[Arbeitsauftrag] Prüfe bitte, ob diese drei Aussagen mit dem Lesetext übereinstimmen: (a) André ist 27 Jahre alt. (b) Condor hat den Deutschkurs bezahlt. (c) In Haiti kann jeder zweite Erwachsene nicht lesen und schreiben. Antworte jeweils mit Ja oder Nein und zitiere die entscheidenden Worte des Lesetextes wörtlich.
++++ Lesetext
Dienstag, 24. April 2012

Wo Bildung unbezahlbar ist

In Haiti kann jeder zweite Erwachsene nicht lesen und schreiben. Mancher Lehrer muss nebenbei Hühner züchten, um zu überleben.
In der Kirche von Thomazeau treibt Jean-Marc Valbrun seine Schützlinge an wie ein Besessener. Aufstehen – hinsetzen – aufstehen – hinsetzen – aufstehen: Immer und immer wieder springen die Chorkinder aus der Schule St. Michel auf sein Kommando von den Bänken und hocken sich wieder hin, und dabei singen sie aus voller Kehle, was der Lehrer ihnen vorgibt.
Den ganzen Artikel gibt es unter dem folgenden Link:
http://www.berliner-zeitung.de/politik/haiti-wo-bildung-unbezahlbar-ist,10808018,14977850,item,0.html

Montag, 23. April 2012

Schlammkekse

von Hermann Abmayr
In vielen Berichten über das Elend in Haiti werden dünne, getrocknete Tonscheiben gezeigt. Arme Haitianer essen diese angeblich, aus Hunger. Das stimmt so nicht. Es handelt sich um ein Heilmittel.
Den ganzen Artikel gibt es unter folgendem Link:
http://www.kontextwochenzeitung.de/newsartikel/2011/09/schlammkekse/


Mittwoch, 18. April 2012

Ti André ist da

Gestern ist André nun endlich in Deutschland angekommen, morgens um 5. oo Uhr in Frankfurt gelandet. André ist ein Patenkind der ersten Generation. Er ist 27 Jahre alt und steht kurz vor seinem Diplom als Chemiker. Seit etwa einem Jahr hat er eine Praktikantenstelle bei einer haitianischen Pharma-Firma, die ihn jetzt beurlaubt hat, damit er ein Praktikum bei Hoffmann La Roche machen kann. Vorher muss er seine Deutschkenntnisse verbessern und zwar beim Goethe-Institut in München. Den Flug über die Dom.Rep. hat Condor spendiert, den Deutschkurs das Goethe-Institut, und Hoffmann La Roche zahlt eine monatliche Aufwandsentschädigung, so dass André damit über die Runden kommt. Dass dies alles endlich wahr wurde, hat André den Mitgliedern des alten und neuen Vorstandes der Haiti-Kinderhilfe zu verdanken, die sich seit einem Jahr um Flug, Unterkunft, Praktikumsplatz und Deutschkurs bemühten. Endlich hat alles geklappt. Noch Ende März war nicht klar, wann die Papiere vollständig sein würden und ob der Abflugtermin fest gemacht werden könnte.
Eine tolle Chance für André. Und wohlverdient. Er war die vergangenen Jahre der „Chef“ des haitianischen Patenschafts-Komités und hat neben seinem Studium und Jobs immer noch Zeit gefunden sich ehrenamtlich im Komité einzubringen.
Ich wünsche ihm einen tollen Aufenthalt in Deutschland und viele schöne und interessante Erlebnisse.
++++++++
++++ Untersuchte Daten
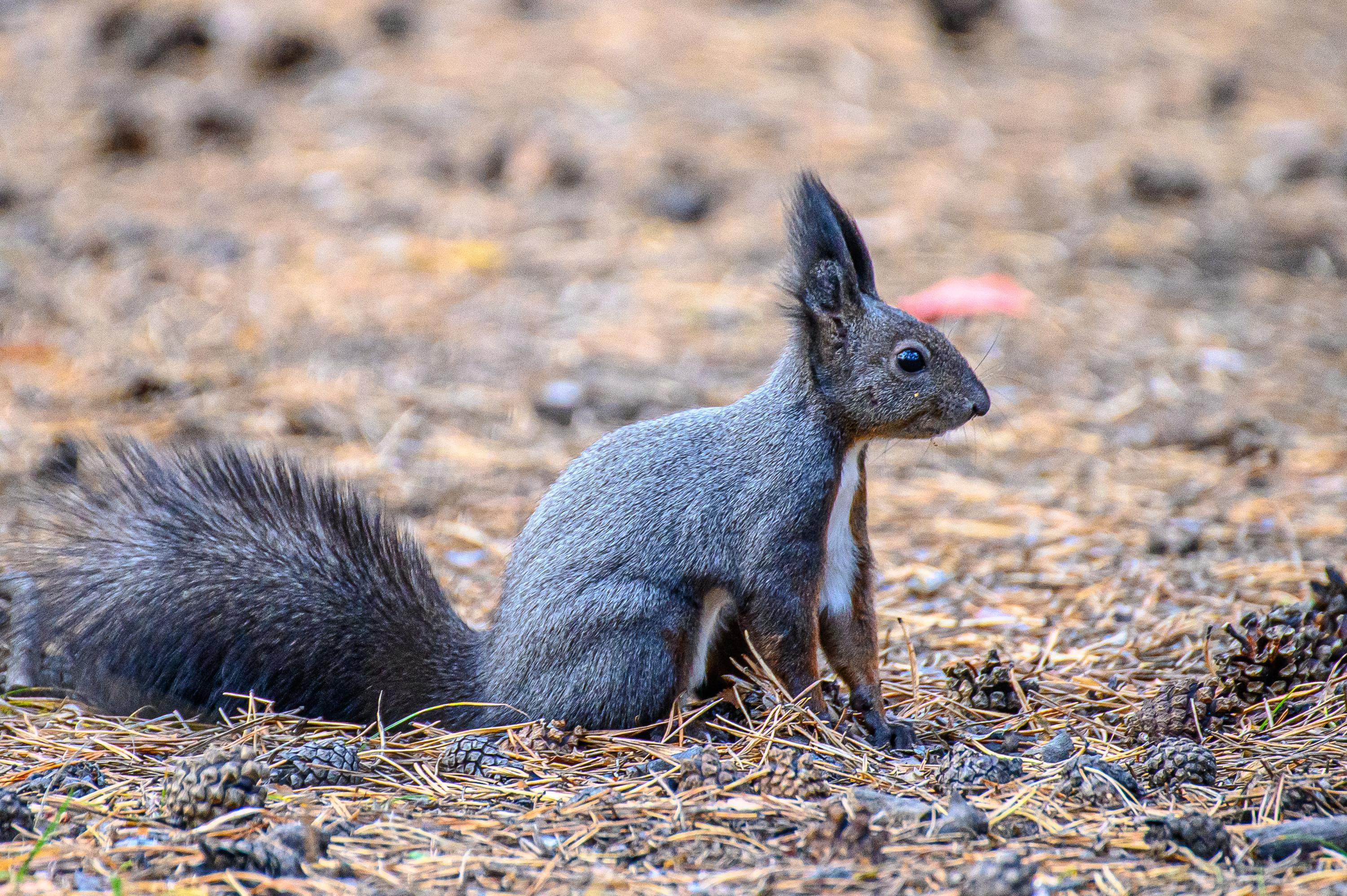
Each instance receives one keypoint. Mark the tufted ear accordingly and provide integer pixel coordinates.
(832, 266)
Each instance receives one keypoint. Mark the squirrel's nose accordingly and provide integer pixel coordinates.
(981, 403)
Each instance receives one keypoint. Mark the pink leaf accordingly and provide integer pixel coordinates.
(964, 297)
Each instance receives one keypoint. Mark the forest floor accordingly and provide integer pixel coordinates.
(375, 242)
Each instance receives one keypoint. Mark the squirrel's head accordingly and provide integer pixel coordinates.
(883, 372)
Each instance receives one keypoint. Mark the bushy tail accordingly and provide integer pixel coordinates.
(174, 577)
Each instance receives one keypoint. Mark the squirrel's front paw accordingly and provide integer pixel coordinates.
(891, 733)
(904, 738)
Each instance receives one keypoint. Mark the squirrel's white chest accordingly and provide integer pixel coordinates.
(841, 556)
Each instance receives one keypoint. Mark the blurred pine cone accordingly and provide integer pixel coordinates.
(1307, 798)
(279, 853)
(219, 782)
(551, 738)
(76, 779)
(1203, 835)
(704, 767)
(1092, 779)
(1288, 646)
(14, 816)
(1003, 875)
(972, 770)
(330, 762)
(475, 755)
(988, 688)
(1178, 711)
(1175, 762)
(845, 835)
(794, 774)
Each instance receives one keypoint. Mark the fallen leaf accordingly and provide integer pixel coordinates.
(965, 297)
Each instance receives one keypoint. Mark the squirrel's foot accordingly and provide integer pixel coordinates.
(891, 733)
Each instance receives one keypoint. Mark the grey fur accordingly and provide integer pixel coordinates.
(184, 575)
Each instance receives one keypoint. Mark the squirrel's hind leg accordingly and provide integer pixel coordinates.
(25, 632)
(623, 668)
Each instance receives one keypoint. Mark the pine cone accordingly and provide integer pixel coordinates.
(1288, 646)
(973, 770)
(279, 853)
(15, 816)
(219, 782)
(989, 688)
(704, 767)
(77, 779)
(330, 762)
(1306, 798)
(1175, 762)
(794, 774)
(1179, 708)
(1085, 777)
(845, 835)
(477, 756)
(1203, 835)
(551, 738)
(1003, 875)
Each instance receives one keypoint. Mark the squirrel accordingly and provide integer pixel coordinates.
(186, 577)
++++++++
[Erledigte Aufgabe]
(a) Ja – „Er ist 27 Jahre alt“
(b) Nein – „den Deutschkurs das Goethe-Institut“
(c) Ja – „In Haiti kann jeder zweite Erwachsene nicht lesen und schreiben.“